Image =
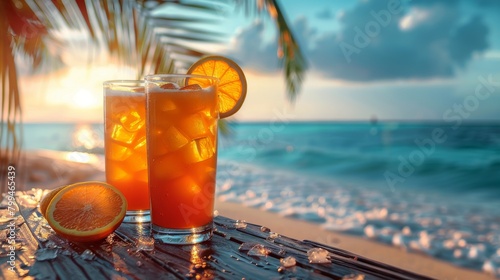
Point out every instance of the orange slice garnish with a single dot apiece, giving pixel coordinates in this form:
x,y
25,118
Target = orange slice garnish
x,y
232,87
86,211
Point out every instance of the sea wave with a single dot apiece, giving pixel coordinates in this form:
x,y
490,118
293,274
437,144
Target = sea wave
x,y
465,234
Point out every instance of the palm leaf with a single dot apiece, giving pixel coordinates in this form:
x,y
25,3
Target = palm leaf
x,y
137,33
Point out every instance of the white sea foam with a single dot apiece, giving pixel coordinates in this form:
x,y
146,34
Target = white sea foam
x,y
418,223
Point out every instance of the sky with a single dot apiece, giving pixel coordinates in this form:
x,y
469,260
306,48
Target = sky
x,y
390,60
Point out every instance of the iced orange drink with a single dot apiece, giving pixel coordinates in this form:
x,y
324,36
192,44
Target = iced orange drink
x,y
182,139
125,145
182,116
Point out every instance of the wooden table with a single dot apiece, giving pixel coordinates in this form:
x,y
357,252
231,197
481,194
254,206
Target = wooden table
x,y
41,254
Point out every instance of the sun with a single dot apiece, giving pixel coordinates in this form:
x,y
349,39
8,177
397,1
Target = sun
x,y
84,98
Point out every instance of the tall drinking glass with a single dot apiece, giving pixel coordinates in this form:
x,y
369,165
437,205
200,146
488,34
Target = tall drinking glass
x,y
182,115
125,145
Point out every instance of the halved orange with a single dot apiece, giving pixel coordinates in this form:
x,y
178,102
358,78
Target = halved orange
x,y
86,211
44,204
232,88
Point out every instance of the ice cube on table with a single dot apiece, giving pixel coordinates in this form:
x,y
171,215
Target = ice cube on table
x,y
145,243
318,255
46,254
354,277
87,255
258,250
240,224
288,261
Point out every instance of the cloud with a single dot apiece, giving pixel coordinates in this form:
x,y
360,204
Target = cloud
x,y
325,14
377,41
252,50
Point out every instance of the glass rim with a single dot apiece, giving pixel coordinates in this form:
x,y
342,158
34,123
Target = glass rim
x,y
150,76
109,82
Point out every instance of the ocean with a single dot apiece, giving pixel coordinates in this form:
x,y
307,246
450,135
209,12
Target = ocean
x,y
432,188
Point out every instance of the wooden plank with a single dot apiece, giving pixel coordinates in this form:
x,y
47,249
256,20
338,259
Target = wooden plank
x,y
225,256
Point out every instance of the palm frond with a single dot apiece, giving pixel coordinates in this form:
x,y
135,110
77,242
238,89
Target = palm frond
x,y
140,33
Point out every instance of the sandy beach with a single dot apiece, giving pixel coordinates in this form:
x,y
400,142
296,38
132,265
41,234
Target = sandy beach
x,y
49,169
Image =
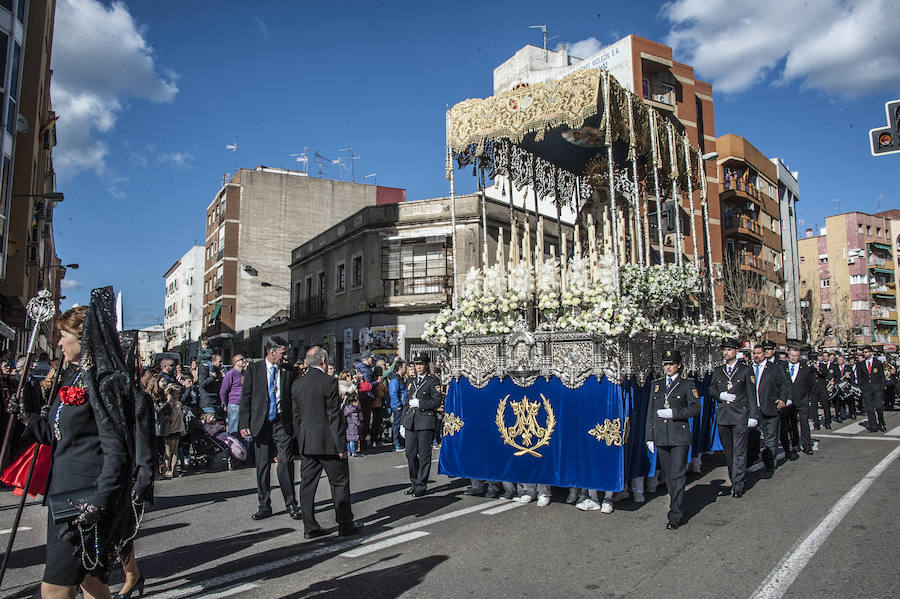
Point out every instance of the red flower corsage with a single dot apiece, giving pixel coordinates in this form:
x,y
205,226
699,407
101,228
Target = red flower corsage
x,y
72,396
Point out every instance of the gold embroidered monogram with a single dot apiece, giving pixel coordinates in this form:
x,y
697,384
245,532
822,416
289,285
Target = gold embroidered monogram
x,y
532,435
610,432
452,424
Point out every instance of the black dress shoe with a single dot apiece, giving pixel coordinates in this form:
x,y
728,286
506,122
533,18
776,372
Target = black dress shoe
x,y
314,533
351,528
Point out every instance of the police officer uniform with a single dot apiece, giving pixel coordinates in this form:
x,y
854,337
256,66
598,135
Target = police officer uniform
x,y
419,421
673,402
734,389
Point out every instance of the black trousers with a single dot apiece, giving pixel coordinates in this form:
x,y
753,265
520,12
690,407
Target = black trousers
x,y
734,439
418,456
673,460
272,440
338,472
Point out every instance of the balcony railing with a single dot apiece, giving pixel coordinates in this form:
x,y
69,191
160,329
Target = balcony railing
x,y
743,222
417,286
309,307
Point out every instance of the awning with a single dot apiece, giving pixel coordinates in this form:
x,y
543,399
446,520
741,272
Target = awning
x,y
215,313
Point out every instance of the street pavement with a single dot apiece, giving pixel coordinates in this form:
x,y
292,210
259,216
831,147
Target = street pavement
x,y
823,526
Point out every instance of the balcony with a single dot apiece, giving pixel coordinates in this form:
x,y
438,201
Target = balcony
x,y
309,308
743,225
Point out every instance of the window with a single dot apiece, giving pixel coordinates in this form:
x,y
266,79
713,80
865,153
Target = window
x,y
357,271
340,277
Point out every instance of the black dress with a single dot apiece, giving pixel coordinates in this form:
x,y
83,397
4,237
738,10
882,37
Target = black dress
x,y
84,455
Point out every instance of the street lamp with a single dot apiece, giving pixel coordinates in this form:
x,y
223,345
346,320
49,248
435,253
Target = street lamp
x,y
53,196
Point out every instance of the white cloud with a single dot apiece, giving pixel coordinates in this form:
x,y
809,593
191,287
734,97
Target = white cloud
x,y
842,47
100,59
582,48
176,158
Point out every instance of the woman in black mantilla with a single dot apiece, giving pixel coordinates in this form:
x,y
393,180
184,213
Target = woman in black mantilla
x,y
90,425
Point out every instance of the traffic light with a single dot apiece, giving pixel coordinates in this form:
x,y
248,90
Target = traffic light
x,y
886,140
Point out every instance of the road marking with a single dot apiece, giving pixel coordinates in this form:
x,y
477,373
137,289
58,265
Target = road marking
x,y
502,508
325,550
851,429
782,577
865,437
365,549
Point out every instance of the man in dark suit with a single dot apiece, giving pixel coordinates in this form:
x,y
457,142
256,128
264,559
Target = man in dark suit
x,y
265,416
771,396
870,376
322,441
803,384
423,399
736,411
673,402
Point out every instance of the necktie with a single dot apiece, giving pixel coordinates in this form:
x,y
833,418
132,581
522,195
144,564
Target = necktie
x,y
273,400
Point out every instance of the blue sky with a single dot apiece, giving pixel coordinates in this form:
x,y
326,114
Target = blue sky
x,y
149,94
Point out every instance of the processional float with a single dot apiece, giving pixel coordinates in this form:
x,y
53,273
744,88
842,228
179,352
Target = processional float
x,y
548,355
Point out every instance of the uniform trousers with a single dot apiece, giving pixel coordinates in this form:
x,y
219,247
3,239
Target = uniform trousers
x,y
272,439
418,456
734,439
673,459
338,472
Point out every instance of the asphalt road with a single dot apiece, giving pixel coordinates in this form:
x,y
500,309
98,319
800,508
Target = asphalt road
x,y
823,526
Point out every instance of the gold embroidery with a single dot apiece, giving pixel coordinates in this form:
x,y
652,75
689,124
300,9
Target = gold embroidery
x,y
610,432
452,424
526,425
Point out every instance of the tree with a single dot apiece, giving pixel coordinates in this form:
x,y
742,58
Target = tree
x,y
750,301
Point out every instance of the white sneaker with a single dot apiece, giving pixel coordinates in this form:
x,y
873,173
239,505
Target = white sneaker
x,y
587,505
621,495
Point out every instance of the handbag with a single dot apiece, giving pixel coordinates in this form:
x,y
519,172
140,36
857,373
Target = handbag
x,y
63,505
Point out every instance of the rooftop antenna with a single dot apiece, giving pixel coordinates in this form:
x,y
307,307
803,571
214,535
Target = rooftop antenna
x,y
352,158
303,158
543,29
321,161
235,149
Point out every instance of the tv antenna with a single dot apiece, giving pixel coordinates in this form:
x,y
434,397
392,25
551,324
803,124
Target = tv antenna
x,y
321,161
543,29
352,158
303,158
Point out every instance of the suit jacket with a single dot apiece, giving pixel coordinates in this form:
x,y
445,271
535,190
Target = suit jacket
x,y
771,386
424,417
871,384
684,401
803,384
319,422
737,412
254,407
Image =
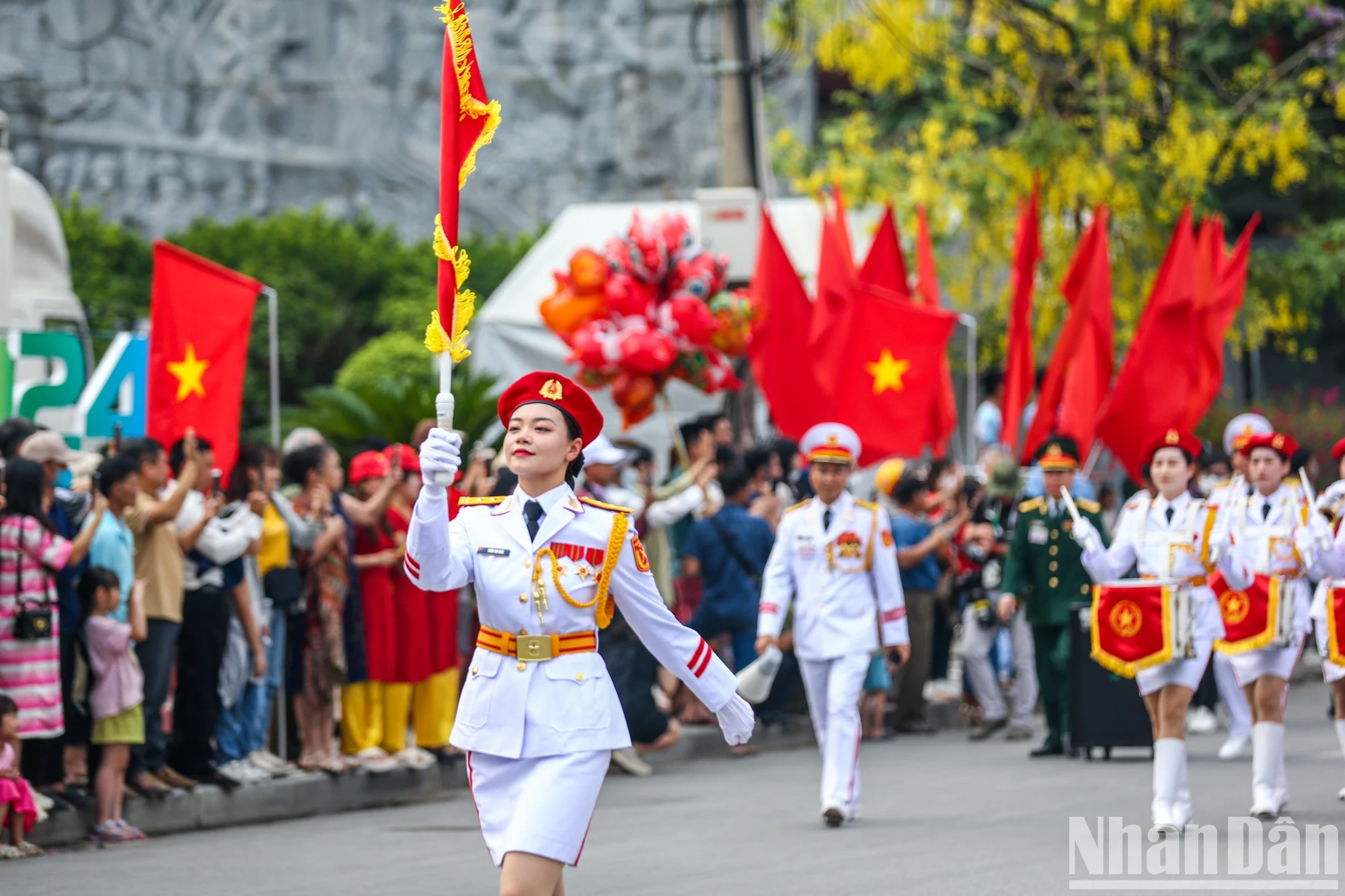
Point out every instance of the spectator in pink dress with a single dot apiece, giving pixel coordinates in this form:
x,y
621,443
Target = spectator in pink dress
x,y
118,693
18,811
32,553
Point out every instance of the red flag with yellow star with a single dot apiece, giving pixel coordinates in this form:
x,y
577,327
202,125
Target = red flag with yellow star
x,y
200,322
891,373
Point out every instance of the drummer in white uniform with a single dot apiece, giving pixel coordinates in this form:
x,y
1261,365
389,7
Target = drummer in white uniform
x,y
1164,536
539,716
1265,533
836,560
1332,506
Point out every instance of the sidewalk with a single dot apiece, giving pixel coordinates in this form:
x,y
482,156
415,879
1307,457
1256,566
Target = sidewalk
x,y
317,794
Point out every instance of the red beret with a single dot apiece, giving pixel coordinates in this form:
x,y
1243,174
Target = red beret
x,y
1172,439
1278,442
368,464
406,454
556,391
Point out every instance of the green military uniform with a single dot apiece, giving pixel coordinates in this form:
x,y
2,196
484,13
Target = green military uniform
x,y
1046,572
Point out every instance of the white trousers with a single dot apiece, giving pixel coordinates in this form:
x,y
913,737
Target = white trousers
x,y
977,643
833,688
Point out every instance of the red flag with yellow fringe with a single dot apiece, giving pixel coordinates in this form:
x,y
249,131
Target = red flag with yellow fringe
x,y
1250,615
469,119
1133,626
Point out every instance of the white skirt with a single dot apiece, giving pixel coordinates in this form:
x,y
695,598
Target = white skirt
x,y
1269,661
1180,671
540,806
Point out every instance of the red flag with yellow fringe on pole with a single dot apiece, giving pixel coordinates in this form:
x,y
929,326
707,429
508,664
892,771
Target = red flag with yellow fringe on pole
x,y
469,119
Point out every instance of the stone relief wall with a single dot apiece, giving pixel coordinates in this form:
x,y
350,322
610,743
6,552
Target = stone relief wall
x,y
165,111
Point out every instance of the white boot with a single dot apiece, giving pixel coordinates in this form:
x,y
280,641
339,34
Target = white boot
x,y
1168,754
1182,805
1268,768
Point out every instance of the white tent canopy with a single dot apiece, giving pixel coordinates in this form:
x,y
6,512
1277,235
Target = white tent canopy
x,y
509,338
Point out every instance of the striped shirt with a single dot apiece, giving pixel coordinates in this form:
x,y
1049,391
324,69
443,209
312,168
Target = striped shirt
x,y
30,670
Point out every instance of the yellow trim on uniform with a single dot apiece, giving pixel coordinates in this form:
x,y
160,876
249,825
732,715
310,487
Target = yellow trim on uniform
x,y
1121,666
615,509
470,501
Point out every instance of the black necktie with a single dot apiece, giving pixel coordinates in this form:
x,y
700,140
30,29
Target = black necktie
x,y
533,514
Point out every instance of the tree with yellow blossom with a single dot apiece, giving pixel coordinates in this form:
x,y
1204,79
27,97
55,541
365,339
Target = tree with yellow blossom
x,y
1144,106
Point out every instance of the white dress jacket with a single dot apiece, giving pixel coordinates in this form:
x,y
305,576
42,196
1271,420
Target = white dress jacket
x,y
568,704
843,580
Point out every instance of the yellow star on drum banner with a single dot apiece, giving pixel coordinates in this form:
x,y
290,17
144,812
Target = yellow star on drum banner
x,y
887,373
189,373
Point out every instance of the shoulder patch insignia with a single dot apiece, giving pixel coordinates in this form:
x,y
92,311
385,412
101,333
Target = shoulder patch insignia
x,y
601,505
470,501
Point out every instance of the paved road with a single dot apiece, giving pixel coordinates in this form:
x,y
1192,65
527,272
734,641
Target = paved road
x,y
942,815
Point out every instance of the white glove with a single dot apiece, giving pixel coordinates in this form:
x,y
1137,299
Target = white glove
x,y
440,454
1087,536
736,720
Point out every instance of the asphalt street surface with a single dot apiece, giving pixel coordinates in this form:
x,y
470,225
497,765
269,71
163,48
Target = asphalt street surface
x,y
941,815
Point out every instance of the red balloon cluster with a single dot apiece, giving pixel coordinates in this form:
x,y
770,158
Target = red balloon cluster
x,y
650,309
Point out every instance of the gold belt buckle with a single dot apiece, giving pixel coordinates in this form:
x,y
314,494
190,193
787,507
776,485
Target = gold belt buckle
x,y
535,647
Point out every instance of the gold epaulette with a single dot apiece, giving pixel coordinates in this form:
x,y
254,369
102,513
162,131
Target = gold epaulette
x,y
615,509
470,501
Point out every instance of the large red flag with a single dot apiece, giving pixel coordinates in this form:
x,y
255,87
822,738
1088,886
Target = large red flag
x,y
1215,318
1156,382
891,373
884,266
1070,404
779,348
200,321
832,313
927,287
1020,361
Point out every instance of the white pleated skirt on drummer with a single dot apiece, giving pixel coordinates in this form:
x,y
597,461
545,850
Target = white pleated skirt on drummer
x,y
537,805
-=-=-
• _WHAT YOU HAVE TO DO_
Take the lines above from the one containing "Target = red flower corsage" down to the one containing "Point out every instance of the balcony railing", and transcribe them exactly, both ends included.

• _EXERCISE RESULT_
Target = red flower corsage
x,y
72,396
Point out every instance of the gold embroidered monogram with a single dot apiece, giving pixel coordinates in this form:
x,y
697,384
245,532
822,416
289,285
Target = gold embroidered monogram
x,y
532,435
610,432
452,424
Point out every instance of the black dress shoe with a single dot apiece, giving pixel coordinates in this form:
x,y
728,286
506,122
533,18
776,372
Target = black dress shoe
x,y
314,533
351,528
Point out every instance of the police officer uniform with a single dot apiece, giving pixel coordinates in this form:
x,y
854,337
256,66
598,135
Target = police officer uniform
x,y
419,421
673,402
734,389
Point out every instance of the black trousers with a single dot apiece, giving pixel coordinates in this form:
x,y
753,265
520,12
690,407
Target = black trousers
x,y
734,439
418,456
673,460
272,440
338,472
Point out every instance of the balcony railing with a single dot apiece, giving pixel coordinates in this form:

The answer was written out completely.